TASK REQUIREMENTS:
Return the following entries exactly, word for word.

* * * *

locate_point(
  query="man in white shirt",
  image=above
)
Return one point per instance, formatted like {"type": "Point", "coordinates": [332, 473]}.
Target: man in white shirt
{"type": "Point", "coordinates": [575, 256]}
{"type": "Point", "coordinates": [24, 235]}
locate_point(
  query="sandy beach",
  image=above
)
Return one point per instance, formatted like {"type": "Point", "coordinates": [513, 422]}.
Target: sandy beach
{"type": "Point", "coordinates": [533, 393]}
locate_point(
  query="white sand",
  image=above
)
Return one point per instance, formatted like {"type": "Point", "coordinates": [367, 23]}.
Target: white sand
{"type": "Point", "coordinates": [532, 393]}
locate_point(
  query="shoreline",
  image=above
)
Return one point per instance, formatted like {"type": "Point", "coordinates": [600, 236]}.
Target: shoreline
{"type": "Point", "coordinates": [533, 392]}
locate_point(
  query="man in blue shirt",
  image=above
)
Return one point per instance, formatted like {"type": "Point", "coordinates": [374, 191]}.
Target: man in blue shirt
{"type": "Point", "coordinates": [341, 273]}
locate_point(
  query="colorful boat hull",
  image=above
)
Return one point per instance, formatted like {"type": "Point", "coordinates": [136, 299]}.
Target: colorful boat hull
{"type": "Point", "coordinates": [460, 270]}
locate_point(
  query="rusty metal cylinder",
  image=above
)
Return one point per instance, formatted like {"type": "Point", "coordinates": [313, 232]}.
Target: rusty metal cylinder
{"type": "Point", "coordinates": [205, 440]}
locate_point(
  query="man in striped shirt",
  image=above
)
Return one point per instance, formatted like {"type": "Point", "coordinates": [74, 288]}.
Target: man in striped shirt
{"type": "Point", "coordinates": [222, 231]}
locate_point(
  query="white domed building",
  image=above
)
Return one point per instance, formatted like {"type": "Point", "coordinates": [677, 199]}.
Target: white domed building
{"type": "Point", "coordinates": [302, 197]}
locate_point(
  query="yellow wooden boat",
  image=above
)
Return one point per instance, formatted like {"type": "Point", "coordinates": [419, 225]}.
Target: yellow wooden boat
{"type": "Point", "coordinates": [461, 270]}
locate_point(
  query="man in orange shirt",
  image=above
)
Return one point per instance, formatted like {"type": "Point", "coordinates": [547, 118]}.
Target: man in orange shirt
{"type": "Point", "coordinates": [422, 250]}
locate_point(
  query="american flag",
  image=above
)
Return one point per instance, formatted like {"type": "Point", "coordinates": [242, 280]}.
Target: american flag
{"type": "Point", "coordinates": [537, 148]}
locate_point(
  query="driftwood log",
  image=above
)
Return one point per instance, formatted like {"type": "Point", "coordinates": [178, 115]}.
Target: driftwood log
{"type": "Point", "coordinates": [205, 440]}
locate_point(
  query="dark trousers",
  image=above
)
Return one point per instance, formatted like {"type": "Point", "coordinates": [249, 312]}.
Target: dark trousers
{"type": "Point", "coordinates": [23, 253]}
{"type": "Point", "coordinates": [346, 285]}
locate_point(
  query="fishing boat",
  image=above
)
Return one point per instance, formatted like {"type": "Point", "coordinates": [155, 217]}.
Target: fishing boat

* * * *

OUTPUT FOR THIS EXERCISE:
locate_point(
  query="man in white shirt",
  image=above
)
Return one point per instance, formatted like {"type": "Point", "coordinates": [332, 473]}.
Target: man in white shirt
{"type": "Point", "coordinates": [575, 256]}
{"type": "Point", "coordinates": [24, 235]}
locate_point(
  query="sandy beach",
  image=above
)
Return one point per instance, formatted like {"type": "Point", "coordinates": [513, 422]}.
Target: sandy beach
{"type": "Point", "coordinates": [533, 393]}
locate_point(
  query="white sand",
  image=above
)
Return one point per instance, formatted like {"type": "Point", "coordinates": [367, 23]}.
Target: white sand
{"type": "Point", "coordinates": [532, 393]}
locate_point(
  query="shoreline",
  image=above
)
Return one point per instance, formatted like {"type": "Point", "coordinates": [600, 236]}.
Target: shoreline
{"type": "Point", "coordinates": [533, 392]}
locate_point(
  query="man in blue shirt",
  image=above
)
Return one point per instance, formatted like {"type": "Point", "coordinates": [374, 191]}.
Target: man in blue shirt
{"type": "Point", "coordinates": [341, 273]}
locate_point(
  query="colorful boat hull",
  image=above
)
Return one point per instance, formatted like {"type": "Point", "coordinates": [136, 299]}.
Target: colorful boat hull
{"type": "Point", "coordinates": [460, 270]}
locate_point(
  query="rusty metal cylinder",
  image=above
)
Return one point per instance, formatted like {"type": "Point", "coordinates": [313, 232]}.
Target: rusty metal cylinder
{"type": "Point", "coordinates": [205, 440]}
locate_point(
  query="man in striped shirt",
  image=above
)
Return one point per instance, formatted like {"type": "Point", "coordinates": [74, 288]}.
Target: man in striped shirt
{"type": "Point", "coordinates": [222, 231]}
locate_point(
  query="white domed building",
  image=above
)
Return one point per instance, formatted like {"type": "Point", "coordinates": [677, 199]}.
Target: white domed building
{"type": "Point", "coordinates": [302, 197]}
locate_point(
  query="yellow wooden boat",
  image=above
)
Return one point per instance, formatted like {"type": "Point", "coordinates": [419, 225]}.
Target: yellow wooden boat
{"type": "Point", "coordinates": [461, 270]}
locate_point(
  query="man in orange shirt",
  image=above
)
Return one point per instance, formatted like {"type": "Point", "coordinates": [547, 118]}.
Target: man in orange shirt
{"type": "Point", "coordinates": [422, 250]}
locate_point(
  query="american flag",
  image=above
)
Return one point per instance, formatted like {"type": "Point", "coordinates": [242, 280]}.
Target: american flag
{"type": "Point", "coordinates": [537, 148]}
locate_point(
  query="driftwood log",
  image=above
)
Return one point per instance, formatted like {"type": "Point", "coordinates": [178, 115]}.
Target: driftwood log
{"type": "Point", "coordinates": [205, 440]}
locate_point(
  query="dark trousers",
  image=above
)
Return one point per instance, formatted like {"type": "Point", "coordinates": [249, 312]}.
Target: dark trousers
{"type": "Point", "coordinates": [23, 253]}
{"type": "Point", "coordinates": [346, 285]}
locate_point(
  query="fishing boat",
  image=above
)
Return one point per instance, formatted like {"type": "Point", "coordinates": [155, 217]}.
Target: fishing boat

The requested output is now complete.